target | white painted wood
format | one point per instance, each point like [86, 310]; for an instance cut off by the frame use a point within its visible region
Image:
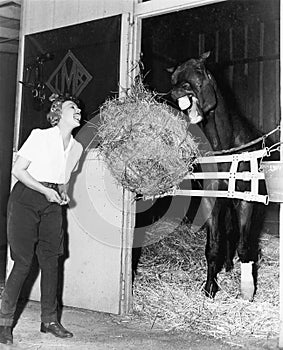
[8, 48]
[281, 204]
[50, 14]
[128, 197]
[9, 33]
[20, 69]
[11, 12]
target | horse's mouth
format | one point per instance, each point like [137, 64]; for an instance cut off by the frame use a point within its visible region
[189, 105]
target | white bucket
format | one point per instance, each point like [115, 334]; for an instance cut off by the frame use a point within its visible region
[273, 172]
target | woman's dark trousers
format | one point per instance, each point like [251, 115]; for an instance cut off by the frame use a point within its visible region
[34, 226]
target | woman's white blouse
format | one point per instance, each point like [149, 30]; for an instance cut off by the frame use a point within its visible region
[49, 161]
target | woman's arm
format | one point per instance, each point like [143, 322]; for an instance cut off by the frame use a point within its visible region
[20, 171]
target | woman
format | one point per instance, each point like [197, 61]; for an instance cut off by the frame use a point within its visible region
[43, 168]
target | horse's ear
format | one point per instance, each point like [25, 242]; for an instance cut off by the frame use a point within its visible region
[170, 70]
[205, 55]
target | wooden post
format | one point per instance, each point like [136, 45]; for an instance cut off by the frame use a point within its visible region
[281, 210]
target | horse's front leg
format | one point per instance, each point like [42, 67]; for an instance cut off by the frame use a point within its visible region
[212, 250]
[245, 250]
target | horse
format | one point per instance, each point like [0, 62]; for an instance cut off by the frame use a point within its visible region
[230, 223]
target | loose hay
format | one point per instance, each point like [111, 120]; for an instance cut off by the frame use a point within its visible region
[168, 291]
[146, 146]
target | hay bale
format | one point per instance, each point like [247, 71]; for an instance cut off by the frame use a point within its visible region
[146, 146]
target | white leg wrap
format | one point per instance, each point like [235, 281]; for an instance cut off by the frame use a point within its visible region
[247, 281]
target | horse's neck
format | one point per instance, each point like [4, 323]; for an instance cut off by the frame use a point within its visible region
[219, 126]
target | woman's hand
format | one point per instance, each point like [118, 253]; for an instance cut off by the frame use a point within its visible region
[52, 196]
[65, 199]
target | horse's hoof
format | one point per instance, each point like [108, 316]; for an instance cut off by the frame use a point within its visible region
[211, 289]
[247, 281]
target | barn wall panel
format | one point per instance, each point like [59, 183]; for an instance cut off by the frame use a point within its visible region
[44, 15]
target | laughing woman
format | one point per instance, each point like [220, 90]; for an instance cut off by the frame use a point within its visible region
[43, 168]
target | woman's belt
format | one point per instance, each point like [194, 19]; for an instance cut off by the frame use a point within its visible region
[50, 185]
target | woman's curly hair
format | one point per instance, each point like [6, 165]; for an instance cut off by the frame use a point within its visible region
[55, 113]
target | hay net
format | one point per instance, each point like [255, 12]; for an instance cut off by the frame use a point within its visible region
[146, 146]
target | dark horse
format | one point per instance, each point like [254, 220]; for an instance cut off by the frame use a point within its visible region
[229, 226]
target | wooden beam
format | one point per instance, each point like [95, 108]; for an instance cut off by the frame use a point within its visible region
[156, 7]
[10, 3]
[11, 12]
[8, 48]
[9, 33]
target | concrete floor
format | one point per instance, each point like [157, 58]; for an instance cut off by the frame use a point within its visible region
[99, 331]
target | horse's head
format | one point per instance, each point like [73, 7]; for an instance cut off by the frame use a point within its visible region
[194, 88]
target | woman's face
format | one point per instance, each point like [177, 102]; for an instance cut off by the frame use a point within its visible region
[71, 114]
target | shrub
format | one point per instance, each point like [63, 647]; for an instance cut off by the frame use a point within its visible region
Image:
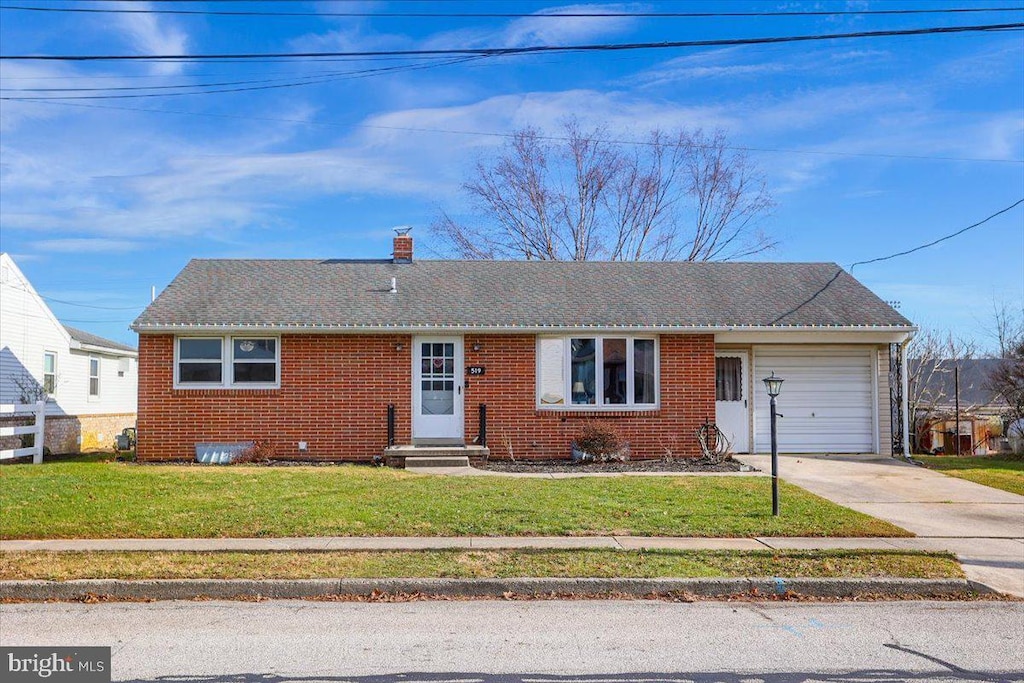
[260, 452]
[602, 441]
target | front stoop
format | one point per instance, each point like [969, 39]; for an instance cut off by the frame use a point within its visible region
[413, 457]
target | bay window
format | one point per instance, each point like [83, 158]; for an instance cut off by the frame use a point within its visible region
[599, 372]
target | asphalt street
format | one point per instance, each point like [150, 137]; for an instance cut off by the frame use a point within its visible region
[540, 641]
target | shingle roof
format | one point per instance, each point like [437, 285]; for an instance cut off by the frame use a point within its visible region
[513, 294]
[95, 340]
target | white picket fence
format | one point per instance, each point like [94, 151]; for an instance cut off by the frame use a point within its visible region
[38, 410]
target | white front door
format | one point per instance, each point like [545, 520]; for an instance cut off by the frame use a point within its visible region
[437, 399]
[731, 402]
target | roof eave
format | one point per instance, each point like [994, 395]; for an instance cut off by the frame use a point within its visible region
[310, 328]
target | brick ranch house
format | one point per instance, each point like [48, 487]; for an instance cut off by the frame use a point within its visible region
[306, 356]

──────────

Using the entries above, return exactly the lines from the line with "target | woman's hand" to the line with "target | woman's belt", counting both of those lines.

target | woman's hand
format | one point per instance, each point like [118, 253]; for an instance cut off by the frame use a point within its visible region
[52, 196]
[65, 199]
target | horse's hoof
format | one point per instance, each point like [108, 316]; for an instance cut off by the frame use a point within its visible region
[211, 289]
[247, 281]
target | barn wall panel
format | one point per instance, each point like [59, 183]; for an instance cut off by the frame use a point within its visible region
[44, 15]
target | laughing woman
format | one point per instance, each point like [220, 90]; for an instance cut off by the frame use a point within its visible region
[43, 168]
target | woman's belt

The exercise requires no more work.